Work required> Return every line below that contains the string "police", copying each such line unchanged.
* BEGIN Provided records *
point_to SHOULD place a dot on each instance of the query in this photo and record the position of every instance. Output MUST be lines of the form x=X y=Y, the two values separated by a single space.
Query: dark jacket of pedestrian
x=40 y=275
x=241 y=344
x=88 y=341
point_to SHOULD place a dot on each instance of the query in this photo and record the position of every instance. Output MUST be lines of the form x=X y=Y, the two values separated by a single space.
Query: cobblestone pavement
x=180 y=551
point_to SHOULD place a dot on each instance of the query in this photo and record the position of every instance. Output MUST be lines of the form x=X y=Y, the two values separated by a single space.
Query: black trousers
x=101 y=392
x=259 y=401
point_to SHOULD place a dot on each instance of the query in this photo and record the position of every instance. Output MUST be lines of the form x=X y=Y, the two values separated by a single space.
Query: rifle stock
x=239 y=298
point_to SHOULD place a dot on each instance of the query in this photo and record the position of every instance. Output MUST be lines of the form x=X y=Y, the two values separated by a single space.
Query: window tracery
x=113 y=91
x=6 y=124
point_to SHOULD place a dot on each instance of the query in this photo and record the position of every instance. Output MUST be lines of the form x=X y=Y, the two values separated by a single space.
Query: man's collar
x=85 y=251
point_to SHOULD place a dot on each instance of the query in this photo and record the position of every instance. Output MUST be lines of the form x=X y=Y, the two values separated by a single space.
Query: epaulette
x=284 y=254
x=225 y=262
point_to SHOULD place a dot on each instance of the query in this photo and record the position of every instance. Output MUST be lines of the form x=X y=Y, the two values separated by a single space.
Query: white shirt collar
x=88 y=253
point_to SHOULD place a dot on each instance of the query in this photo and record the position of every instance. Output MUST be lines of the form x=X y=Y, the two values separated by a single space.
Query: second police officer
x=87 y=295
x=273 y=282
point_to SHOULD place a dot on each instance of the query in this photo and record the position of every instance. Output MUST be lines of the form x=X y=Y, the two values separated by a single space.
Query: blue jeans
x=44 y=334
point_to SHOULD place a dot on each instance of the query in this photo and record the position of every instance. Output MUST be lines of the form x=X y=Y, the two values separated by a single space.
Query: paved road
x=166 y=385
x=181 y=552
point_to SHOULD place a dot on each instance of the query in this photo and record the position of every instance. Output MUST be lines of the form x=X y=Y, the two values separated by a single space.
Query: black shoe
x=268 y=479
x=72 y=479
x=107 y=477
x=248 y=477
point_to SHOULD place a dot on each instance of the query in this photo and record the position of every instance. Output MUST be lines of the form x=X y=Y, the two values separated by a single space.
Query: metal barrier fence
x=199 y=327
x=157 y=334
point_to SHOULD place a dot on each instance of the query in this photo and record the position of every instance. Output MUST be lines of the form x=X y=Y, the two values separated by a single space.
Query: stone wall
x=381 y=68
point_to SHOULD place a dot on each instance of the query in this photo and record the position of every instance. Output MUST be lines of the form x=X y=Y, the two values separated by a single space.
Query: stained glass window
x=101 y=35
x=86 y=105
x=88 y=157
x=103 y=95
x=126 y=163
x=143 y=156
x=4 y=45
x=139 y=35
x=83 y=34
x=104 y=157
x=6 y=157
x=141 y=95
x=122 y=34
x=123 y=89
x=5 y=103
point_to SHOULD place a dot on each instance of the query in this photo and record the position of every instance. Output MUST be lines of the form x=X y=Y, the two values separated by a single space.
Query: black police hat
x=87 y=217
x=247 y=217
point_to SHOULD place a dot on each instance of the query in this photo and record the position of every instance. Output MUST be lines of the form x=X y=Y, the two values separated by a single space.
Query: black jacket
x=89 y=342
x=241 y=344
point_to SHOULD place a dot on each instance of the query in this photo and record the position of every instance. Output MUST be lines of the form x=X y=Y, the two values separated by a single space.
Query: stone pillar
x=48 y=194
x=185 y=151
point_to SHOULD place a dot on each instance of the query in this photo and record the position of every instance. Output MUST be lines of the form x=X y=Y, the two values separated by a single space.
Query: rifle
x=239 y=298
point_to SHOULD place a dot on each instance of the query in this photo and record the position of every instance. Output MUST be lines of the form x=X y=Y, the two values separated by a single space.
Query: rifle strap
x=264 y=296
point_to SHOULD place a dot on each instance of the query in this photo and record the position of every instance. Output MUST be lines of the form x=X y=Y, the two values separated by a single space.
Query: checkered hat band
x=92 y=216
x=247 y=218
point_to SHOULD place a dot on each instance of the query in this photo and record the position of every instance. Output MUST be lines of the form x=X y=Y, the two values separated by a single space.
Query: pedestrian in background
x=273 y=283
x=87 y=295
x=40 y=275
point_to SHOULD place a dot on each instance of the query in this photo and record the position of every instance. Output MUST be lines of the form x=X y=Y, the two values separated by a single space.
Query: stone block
* END Provided records *
Expected output>
Query: second police officer
Query: black police hat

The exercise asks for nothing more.